## AIM
List every line of the material that contains the string "gray", matching case exactly.

## LISTED RECORDS
-- begin --

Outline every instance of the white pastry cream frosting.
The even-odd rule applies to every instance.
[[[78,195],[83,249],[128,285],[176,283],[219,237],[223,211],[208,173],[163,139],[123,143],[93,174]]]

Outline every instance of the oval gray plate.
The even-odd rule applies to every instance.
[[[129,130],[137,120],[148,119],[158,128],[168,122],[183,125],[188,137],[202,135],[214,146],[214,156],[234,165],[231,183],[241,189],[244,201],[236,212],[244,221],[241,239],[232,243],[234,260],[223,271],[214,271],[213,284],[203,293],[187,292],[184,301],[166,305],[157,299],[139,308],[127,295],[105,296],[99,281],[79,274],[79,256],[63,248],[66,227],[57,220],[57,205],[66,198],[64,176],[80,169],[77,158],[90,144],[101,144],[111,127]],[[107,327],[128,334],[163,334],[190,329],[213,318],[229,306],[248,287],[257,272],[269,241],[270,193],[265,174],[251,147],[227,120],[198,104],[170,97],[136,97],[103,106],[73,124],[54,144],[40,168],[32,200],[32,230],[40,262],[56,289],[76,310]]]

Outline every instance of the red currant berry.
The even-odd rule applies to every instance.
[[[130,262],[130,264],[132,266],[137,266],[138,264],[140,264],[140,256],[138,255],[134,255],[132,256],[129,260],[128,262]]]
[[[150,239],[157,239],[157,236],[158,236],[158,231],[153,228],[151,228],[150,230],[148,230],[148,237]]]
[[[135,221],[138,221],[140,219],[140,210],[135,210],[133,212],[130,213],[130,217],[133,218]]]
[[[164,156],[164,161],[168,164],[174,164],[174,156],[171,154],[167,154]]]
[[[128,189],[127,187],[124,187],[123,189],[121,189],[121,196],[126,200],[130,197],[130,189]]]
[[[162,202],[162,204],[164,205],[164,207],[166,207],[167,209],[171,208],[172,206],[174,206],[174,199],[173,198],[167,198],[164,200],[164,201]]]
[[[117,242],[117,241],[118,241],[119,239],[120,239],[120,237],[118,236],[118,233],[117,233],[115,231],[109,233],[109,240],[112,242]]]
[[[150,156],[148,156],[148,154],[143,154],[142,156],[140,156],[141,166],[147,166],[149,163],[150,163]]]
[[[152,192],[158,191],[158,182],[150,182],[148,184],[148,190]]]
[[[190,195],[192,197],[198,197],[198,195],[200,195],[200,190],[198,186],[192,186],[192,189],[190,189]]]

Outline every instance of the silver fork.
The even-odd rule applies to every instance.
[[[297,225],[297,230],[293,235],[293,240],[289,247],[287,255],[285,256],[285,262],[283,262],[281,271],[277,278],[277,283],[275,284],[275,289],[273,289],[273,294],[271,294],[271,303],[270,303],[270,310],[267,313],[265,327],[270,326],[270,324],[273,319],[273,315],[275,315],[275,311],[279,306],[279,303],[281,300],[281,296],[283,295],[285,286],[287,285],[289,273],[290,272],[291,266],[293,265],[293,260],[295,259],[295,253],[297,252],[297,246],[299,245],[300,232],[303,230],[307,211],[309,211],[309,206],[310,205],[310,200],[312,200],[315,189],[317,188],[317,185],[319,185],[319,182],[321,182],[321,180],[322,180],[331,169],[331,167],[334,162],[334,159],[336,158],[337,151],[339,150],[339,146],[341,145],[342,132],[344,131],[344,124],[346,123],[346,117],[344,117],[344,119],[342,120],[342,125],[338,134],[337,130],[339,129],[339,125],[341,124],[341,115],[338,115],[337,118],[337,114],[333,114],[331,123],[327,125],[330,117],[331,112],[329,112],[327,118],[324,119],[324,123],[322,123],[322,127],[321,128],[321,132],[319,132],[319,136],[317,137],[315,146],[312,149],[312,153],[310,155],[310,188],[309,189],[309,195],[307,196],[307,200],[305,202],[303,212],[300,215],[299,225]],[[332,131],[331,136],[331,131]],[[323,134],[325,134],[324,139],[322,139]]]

-- end --
-- begin --

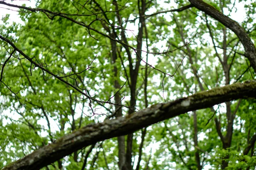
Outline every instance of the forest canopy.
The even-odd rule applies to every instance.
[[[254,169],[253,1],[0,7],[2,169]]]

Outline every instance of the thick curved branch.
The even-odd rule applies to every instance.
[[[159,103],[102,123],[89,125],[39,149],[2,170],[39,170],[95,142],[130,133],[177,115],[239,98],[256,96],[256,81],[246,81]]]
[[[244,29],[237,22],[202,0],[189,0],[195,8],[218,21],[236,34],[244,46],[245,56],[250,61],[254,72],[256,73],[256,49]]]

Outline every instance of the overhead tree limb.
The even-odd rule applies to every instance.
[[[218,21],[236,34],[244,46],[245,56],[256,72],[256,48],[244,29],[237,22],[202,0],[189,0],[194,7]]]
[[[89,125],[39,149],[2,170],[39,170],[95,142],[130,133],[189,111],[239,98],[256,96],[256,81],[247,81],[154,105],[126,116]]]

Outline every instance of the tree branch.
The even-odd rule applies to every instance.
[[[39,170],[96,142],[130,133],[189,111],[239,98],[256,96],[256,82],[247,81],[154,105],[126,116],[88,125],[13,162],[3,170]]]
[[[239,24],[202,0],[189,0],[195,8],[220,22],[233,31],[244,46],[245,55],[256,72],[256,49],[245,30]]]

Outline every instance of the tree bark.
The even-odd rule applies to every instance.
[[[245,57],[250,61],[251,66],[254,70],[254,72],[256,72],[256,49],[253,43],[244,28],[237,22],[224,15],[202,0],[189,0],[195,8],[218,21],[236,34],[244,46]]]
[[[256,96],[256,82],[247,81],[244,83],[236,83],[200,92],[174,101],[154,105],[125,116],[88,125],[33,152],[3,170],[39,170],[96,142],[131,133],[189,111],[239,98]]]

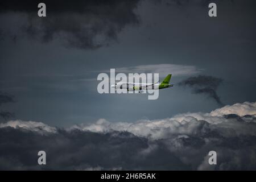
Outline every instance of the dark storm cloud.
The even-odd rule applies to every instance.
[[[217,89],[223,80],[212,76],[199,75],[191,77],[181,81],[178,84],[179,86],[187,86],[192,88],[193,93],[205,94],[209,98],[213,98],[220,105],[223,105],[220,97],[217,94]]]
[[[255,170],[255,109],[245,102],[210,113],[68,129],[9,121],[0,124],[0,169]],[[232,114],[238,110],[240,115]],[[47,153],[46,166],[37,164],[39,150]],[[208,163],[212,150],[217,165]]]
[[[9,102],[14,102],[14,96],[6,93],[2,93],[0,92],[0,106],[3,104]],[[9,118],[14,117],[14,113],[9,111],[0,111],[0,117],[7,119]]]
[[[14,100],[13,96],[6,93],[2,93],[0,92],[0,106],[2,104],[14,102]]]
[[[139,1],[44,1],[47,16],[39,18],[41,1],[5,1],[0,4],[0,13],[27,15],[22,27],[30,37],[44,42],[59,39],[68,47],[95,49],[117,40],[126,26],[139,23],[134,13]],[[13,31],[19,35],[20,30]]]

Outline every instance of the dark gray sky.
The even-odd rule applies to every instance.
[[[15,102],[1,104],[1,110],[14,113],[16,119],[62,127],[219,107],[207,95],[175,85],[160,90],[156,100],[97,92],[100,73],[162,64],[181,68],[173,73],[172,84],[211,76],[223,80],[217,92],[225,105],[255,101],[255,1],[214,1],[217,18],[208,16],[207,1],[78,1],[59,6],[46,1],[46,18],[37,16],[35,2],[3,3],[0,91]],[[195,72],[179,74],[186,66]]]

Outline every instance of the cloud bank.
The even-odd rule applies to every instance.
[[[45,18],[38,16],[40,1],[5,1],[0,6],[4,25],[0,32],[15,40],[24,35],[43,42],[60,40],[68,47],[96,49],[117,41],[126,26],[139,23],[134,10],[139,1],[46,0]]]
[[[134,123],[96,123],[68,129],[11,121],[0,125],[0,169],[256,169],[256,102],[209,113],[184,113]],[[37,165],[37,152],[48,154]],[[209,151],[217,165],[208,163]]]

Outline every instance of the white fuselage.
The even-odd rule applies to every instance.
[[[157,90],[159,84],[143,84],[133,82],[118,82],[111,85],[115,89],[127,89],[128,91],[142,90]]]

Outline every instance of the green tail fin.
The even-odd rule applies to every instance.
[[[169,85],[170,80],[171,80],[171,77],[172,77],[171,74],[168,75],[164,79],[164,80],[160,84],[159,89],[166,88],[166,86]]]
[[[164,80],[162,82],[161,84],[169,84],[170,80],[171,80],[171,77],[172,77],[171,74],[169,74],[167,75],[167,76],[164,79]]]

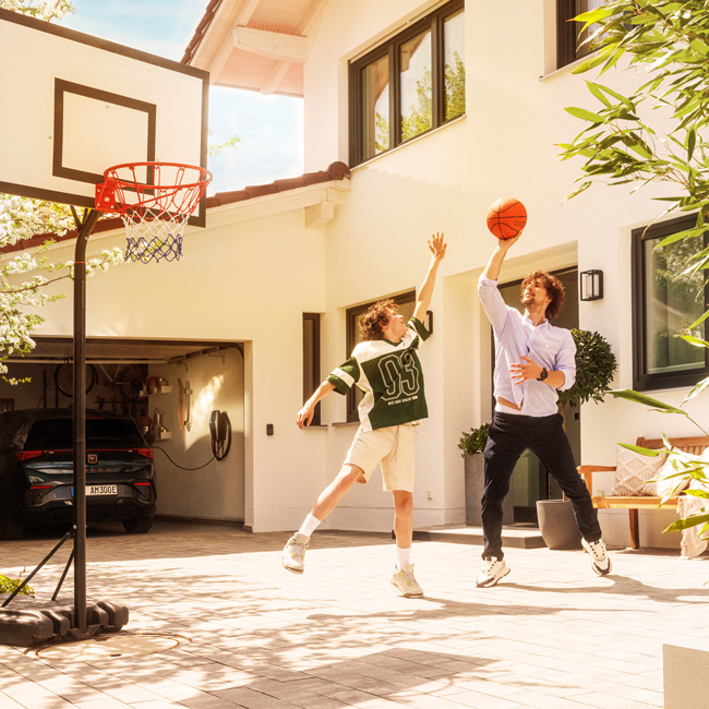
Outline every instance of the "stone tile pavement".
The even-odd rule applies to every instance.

-- end --

## RESPONSE BELOW
Outline every instance of the oval gray plate.
Outline every instance of the dark gray sky.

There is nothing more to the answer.